— START RECORDS TO USE —

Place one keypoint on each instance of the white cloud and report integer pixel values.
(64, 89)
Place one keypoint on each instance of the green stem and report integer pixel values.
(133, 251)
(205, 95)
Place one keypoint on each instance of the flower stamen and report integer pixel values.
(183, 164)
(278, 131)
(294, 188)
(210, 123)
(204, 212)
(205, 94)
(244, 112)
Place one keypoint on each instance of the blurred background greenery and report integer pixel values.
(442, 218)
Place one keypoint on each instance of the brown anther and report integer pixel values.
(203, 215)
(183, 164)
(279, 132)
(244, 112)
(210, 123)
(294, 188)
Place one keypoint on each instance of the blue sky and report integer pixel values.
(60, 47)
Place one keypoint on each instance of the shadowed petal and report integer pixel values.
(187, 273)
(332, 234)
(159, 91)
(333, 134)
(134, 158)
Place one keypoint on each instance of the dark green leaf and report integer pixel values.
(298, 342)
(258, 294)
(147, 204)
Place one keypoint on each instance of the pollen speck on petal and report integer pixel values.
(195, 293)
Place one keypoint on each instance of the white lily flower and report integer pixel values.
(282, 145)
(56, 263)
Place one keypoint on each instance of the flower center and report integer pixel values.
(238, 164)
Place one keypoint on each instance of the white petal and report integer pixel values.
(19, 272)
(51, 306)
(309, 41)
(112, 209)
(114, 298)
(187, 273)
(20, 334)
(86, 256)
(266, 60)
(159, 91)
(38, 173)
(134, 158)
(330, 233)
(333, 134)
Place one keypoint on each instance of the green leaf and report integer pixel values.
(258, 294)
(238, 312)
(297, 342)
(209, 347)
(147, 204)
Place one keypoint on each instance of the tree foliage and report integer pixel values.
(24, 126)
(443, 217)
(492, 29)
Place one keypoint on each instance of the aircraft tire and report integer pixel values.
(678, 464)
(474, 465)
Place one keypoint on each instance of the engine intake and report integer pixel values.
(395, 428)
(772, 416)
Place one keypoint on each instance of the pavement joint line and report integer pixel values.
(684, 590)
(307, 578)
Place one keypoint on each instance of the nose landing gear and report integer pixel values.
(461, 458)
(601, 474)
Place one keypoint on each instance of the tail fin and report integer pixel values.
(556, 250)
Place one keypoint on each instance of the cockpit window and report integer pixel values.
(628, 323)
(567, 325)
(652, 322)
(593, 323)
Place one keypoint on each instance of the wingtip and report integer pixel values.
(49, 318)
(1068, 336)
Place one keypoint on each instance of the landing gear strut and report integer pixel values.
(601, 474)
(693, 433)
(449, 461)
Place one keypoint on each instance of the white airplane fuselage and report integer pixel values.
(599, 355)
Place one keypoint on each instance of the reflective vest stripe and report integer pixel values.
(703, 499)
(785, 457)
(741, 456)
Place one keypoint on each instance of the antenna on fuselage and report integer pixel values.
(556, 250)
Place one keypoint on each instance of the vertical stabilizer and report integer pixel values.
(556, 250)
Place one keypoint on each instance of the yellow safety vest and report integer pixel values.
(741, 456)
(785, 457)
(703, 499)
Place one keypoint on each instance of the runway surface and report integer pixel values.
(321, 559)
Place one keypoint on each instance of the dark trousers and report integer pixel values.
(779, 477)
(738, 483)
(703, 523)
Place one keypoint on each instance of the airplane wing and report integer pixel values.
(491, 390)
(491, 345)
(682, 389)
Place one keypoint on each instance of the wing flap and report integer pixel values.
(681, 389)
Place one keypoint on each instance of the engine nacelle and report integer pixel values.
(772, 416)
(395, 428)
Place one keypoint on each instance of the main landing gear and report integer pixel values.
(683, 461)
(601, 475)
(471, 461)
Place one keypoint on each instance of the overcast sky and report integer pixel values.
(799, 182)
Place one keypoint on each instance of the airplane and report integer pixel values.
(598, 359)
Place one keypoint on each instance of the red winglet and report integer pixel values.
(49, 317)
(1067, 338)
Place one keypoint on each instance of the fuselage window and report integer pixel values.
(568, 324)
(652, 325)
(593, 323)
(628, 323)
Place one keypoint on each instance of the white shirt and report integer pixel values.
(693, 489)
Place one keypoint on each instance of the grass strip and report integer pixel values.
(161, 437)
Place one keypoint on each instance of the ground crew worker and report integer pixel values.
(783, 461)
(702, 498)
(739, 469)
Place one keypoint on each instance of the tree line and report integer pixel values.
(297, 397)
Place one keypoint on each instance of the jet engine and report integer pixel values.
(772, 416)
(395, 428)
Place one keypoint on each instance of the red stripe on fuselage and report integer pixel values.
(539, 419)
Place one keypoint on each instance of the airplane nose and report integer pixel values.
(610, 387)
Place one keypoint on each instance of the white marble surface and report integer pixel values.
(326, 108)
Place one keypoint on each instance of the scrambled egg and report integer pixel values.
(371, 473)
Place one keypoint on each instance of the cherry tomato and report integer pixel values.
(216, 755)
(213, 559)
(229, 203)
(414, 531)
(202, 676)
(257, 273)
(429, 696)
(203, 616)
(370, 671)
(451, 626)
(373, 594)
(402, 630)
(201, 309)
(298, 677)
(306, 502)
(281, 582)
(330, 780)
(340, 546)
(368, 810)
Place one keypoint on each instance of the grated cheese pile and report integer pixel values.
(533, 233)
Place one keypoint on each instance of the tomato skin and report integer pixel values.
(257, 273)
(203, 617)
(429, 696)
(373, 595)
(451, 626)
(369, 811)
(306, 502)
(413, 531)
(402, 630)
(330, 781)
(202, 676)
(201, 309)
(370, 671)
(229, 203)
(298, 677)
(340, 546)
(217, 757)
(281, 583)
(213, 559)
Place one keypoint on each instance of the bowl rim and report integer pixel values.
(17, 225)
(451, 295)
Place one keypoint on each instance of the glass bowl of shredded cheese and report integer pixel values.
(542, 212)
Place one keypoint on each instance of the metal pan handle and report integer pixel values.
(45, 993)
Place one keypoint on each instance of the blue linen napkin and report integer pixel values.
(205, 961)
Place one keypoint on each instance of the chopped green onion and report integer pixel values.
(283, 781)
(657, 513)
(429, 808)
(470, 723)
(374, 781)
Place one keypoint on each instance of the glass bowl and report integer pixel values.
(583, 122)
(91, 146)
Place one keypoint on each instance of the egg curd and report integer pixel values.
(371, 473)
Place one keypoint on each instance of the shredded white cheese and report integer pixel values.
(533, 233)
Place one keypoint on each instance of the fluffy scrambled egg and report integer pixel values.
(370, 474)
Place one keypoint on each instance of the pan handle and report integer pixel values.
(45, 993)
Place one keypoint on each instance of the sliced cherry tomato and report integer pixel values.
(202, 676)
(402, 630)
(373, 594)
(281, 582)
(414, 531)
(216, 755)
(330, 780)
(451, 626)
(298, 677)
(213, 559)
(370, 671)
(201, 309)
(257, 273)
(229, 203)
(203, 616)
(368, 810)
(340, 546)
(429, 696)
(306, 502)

— END RECORDS TO USE —

**PROBLEM**
In the listing above, find the line with "Place one keypoint on each instance of the blue linen" and set down that line and all after it exactly, through the final line.

**ANSWER TO THE EXERCISE**
Place one keypoint on each instance of the blue linen napkin and report integer pixel values.
(205, 961)
Place one keypoint on each instance of the chopped green onion and report integer pixel values.
(283, 781)
(657, 513)
(429, 808)
(470, 723)
(374, 781)
Place one keypoint on each instance of the glass bowl and report integer pixel values.
(583, 122)
(91, 146)
Place one keypoint on each instance of the egg curd and report integer pixel values.
(371, 473)
Place one keypoint on each instance of the shredded white cheese and report integer pixel values.
(533, 233)
Place one keypoint on each instance of the fluffy scrambled egg and report integer pixel values.
(370, 474)
Place one keypoint on each instance of the pan handle and report integer pixel values.
(45, 993)
Place one keypoint on each instance of the sliced cherry tomato and report integer pixel values.
(202, 676)
(402, 630)
(373, 594)
(281, 582)
(414, 531)
(216, 755)
(330, 780)
(451, 626)
(298, 677)
(213, 559)
(370, 671)
(201, 309)
(257, 273)
(229, 203)
(203, 616)
(368, 810)
(340, 546)
(429, 696)
(306, 502)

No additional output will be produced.